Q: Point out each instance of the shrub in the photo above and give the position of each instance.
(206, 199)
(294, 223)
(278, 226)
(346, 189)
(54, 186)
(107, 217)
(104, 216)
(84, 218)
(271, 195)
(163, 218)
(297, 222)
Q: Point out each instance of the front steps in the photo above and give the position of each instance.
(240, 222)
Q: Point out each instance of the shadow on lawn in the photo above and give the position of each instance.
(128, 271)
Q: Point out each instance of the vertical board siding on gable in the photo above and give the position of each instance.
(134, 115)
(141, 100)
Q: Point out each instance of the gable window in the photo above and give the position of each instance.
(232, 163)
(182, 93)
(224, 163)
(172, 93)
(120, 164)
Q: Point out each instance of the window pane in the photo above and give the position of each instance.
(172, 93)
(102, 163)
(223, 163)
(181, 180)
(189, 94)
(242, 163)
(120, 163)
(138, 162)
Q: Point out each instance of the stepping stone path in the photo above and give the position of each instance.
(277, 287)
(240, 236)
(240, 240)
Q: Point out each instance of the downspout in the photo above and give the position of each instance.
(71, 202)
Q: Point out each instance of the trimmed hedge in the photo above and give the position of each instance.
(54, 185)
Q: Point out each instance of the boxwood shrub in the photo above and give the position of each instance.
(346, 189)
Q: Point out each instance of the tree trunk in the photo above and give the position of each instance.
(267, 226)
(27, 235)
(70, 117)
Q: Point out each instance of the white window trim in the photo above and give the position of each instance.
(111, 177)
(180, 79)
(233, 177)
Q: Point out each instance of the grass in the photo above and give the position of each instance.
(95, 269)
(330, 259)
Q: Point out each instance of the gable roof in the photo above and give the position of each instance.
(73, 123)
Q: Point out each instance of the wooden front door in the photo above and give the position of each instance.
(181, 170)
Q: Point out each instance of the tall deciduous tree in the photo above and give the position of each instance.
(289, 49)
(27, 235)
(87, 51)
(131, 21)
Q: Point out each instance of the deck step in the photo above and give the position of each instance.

------------

▶ [Work to complete]: Quote, without alteration, the final stretch of the entries: the line with "Q: Point out each instance of the vertical" onward to the last line.

▶ [Problem solution]:
Q: Point out each instance of the vertical board siding on gable in the photo above and give the position of each instance.
(134, 115)
(141, 100)
Q: Point out each instance of the gable window in the photo above and give the position of each instance.
(232, 163)
(182, 93)
(224, 163)
(172, 93)
(120, 164)
Q: Point out each instance of the window pane in the photo above and give the position of each instance.
(172, 93)
(102, 163)
(223, 163)
(181, 180)
(189, 94)
(242, 163)
(120, 163)
(138, 162)
Q: Point out each instance of the stepping stone path in the photo above and give the position of each instance.
(277, 287)
(240, 236)
(240, 240)
Q: Point out each instance of the downspout in the photo above and give the position of each instance.
(71, 202)
Q: Point out each instance of the trimmed hedge in the photo above and give the position of each instance.
(54, 185)
Q: Point out each instance of the boxwood shrub in the photo above and give the position of each instance.
(346, 189)
Q: Point out each instance of the tree trunk in the photo above and give the position of each instance.
(267, 226)
(27, 235)
(70, 117)
Q: Point out each instance of the white window trim in the photo above and give the position of each instance.
(111, 177)
(180, 79)
(233, 177)
Q: Point out each instance of the grass in the photo above and give the position of each instance.
(95, 269)
(330, 259)
Q: Point out each instance of the gable roof in the photo above and give the position of each instance.
(73, 123)
Q: Point out each instance of the wooden front door in the photo above and give the position of each instance.
(181, 170)
Q: Point out each instance of the tall deciduous tree in the photo above and give the position of each instance.
(289, 49)
(27, 235)
(87, 51)
(131, 21)
Q: Point out each instance of the deck step in the photo above and give the position of each instance.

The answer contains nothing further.